• _REQUIRED WORK_
Please write out the listing again from the line containing "orange maple leaf, placing one marker per instance" through the end of the listing, keeping the request lines. Increase every answer coordinate by 15 and leave all other numbers unchanged.

** BEGIN MATERIAL TO PROCESS **

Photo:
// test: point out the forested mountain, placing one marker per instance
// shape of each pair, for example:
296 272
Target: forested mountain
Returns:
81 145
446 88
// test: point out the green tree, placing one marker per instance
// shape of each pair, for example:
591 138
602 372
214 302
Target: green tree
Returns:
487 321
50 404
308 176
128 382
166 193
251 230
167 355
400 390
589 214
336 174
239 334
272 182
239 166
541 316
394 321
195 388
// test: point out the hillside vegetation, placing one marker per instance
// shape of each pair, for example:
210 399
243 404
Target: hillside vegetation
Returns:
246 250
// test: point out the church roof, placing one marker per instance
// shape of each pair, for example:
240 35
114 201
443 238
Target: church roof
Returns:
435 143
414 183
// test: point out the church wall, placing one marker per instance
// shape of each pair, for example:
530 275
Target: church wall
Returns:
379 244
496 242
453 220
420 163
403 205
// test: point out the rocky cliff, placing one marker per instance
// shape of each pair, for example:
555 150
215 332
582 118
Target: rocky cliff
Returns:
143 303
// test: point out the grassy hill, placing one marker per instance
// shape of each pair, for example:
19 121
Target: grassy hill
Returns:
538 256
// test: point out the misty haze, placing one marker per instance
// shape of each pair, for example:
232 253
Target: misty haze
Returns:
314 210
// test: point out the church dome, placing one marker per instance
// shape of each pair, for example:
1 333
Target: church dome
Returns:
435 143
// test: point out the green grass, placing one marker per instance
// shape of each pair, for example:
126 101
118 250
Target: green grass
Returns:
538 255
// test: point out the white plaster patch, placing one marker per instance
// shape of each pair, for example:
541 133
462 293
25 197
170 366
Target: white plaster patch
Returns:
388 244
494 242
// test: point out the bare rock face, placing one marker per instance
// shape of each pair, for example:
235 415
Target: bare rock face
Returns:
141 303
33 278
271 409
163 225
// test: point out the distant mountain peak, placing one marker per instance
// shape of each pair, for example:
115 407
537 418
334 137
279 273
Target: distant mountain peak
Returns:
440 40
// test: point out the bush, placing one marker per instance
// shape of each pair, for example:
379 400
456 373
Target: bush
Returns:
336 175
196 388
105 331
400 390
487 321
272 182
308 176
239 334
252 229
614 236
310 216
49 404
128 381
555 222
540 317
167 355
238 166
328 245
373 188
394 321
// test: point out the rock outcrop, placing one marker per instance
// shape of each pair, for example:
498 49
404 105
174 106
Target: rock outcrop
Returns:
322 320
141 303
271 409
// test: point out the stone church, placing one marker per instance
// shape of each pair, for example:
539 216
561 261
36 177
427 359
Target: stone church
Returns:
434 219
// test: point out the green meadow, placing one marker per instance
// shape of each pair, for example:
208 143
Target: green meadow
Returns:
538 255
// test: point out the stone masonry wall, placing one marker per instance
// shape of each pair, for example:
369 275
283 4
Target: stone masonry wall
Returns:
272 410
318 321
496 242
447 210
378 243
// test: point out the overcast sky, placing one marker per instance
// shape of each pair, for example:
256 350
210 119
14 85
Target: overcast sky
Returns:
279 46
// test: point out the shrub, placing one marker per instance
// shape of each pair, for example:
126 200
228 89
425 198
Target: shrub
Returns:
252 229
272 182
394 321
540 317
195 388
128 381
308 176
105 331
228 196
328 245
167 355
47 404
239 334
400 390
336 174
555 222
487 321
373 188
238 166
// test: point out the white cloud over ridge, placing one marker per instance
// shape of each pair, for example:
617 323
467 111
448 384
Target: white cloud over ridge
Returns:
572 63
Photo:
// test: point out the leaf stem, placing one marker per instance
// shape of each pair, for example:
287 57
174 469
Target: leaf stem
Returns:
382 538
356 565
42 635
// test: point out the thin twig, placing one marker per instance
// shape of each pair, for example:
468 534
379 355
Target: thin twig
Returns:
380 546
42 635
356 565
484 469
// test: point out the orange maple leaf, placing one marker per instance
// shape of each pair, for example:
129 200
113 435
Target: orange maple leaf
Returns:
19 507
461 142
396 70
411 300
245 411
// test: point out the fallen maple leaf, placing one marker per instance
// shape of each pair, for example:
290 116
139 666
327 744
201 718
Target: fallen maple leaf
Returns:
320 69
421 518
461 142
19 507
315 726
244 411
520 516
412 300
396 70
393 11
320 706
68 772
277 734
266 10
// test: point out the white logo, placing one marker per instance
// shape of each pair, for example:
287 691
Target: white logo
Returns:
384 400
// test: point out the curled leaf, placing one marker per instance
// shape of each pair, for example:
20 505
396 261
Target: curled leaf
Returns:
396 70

** END MATERIAL TO PROCESS **

• _ANSWER TO THE EXERCISE_
// test: point out the orange maple leaf, placing one marker per instance
// shape of each pair, for example:
129 200
113 435
Target: orange maple leaf
Returns:
34 522
476 157
411 85
426 315
260 426
// test: point out the fallen maple leaf, placing one marker per instance
// shape of each pair, for example:
290 116
139 666
327 744
201 718
Target: fallen maple leaf
Returns:
335 84
436 533
476 157
34 522
330 741
259 426
535 531
427 315
411 85
408 26
335 721
83 787
292 749
281 25
// test: point out the white logo, placing one marker per instance
// shape of each pair, for example:
287 691
Target: white logo
Returns:
399 415
// test: point out the curled leaf, placing one marker per instance
// shape of each pair, for example:
20 505
396 261
Target: curled leaf
Returns:
411 85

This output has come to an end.